____ TEXT SHOWN

Another ten months after the August resolution of the Security Council was adopted the Indian Government took a fateful step and formally recognised the right the Muslims for Jammu and Kashmir to a separate freedom, when in May 1949, it agreed to exclude Jammu and Kashmir from the constitutional organisation of India. In November 1949, the Constituent Assembly of India incorporated provisions in the Constitution of India which left out the State from the constitutional structure which it had evolved for the Dominion as well as the Princely States which had acceded to India  and after years of labour. The special provisions for the State, embodied in the Constitution of India, stipulated the application of only Article if the Constitution of India to the State. A blanket limitation was imposed upon the application of the rest of the provisions of the Constitution of India to the State. The Union Government was empowered to exercise powers listed in the Central list of the Seventh Schedule of the India Constitution only in respect of defence, foreign affairs and communications which corresponded with the powers delegated by the State to the Dominion Government by virtue of the Instrument of Accession.

The Interim Government of the State, constituted by the National Conference insisted upon the right to frame a separate constitution for the State, which fulfilled the aspirations of the Muslims who constituted a majority of its population. The Interim Government arrogated to itself unrestricted powers and ruled the State by decree and ordinance. Within six years of its tenure, it completed the task of the Muslimisation of the State by enforcing the precedence of Islam and the Muslim majority in its social, economic and political organisation. In 1953, the Interim Government claimed a separate freedom for the Muslim ‘nation’ of Kashmir. The Indian leaders had conceded to the Muslims the right to constitute a Muslim State of Jammu and Kashmir on the territories of India. Confronted by the demand for a Muslim State outside the territories of India, the Indian leaders were flustered. They refused to countenance the Muslim demand for a separate Muslim State of Jammu and Kashmir, which did not form a part of India. The Interim Government was dismissed and the National Conference broke up.

________

TASK 1: From the records, filter out and copy every line containing the string "foliage".
The text and the records have nothing to do with each other.

____ LISTING

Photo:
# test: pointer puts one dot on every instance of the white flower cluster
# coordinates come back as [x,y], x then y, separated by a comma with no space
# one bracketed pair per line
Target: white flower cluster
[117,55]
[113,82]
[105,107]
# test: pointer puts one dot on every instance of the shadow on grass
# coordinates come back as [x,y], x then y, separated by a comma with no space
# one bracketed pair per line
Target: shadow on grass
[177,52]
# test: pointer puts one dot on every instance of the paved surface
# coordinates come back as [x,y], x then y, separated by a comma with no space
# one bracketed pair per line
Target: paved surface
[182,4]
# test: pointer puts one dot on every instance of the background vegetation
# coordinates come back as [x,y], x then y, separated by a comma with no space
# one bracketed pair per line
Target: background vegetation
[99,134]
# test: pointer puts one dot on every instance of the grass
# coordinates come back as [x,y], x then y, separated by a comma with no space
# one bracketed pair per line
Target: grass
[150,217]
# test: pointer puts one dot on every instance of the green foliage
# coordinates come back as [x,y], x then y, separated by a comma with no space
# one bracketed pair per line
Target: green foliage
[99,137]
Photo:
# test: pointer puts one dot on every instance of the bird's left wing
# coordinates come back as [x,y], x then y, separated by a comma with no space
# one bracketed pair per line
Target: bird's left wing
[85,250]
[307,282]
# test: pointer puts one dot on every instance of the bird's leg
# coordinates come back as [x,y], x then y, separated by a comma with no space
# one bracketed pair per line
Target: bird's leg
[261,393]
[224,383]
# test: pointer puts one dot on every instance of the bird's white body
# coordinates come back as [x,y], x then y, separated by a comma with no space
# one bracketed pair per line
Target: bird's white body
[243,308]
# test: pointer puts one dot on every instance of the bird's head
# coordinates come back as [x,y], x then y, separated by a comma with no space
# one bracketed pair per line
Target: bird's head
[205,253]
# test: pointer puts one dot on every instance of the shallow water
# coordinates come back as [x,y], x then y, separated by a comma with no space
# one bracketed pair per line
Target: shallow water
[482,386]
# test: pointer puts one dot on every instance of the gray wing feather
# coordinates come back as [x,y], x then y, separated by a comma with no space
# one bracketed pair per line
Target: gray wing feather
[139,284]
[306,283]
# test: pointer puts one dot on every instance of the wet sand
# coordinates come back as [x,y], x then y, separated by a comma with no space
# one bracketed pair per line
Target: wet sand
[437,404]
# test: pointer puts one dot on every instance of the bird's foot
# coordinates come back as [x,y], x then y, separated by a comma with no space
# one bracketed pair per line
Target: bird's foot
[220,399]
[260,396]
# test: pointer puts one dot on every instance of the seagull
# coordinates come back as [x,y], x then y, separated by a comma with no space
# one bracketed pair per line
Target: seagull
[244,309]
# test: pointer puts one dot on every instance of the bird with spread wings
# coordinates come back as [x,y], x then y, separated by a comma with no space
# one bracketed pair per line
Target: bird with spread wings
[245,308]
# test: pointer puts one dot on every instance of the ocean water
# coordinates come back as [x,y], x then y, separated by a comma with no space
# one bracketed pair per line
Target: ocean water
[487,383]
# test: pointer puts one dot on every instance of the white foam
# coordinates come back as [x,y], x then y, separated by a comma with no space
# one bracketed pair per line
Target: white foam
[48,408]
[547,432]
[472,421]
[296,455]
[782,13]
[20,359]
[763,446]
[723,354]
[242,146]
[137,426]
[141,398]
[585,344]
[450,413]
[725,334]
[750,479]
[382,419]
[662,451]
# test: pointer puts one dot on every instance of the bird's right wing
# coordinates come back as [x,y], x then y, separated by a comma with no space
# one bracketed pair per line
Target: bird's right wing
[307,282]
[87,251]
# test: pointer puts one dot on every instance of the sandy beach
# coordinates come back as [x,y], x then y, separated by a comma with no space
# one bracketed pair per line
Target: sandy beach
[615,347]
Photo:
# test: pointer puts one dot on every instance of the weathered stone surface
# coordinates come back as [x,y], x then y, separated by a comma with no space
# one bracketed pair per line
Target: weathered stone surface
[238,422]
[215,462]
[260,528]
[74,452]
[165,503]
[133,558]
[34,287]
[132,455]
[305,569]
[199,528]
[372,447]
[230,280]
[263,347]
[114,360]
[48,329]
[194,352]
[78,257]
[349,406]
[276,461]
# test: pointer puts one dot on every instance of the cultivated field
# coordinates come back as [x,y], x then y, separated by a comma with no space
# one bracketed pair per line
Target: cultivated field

________

TASK 2:
Answer from the passage on Jammu and Kashmir:
(a) In what month and year did the Indian Government agree to exclude Jammu and Kashmir from India's constitutional structure?
(b) In which three areas could the Union Government exercise powers in respect of the State?
(c) In what year did the Interim Government claim a separate freedom for the Muslim "nation" of Kashmir?

EXERCISE RESPONSE 1:
# test: pointer puts one dot on every instance of the green foliage
Target: green foliage

EXERCISE RESPONSE 2:
(a) May 1949
(b) Defense, foreign affairs and communications
(c) 1953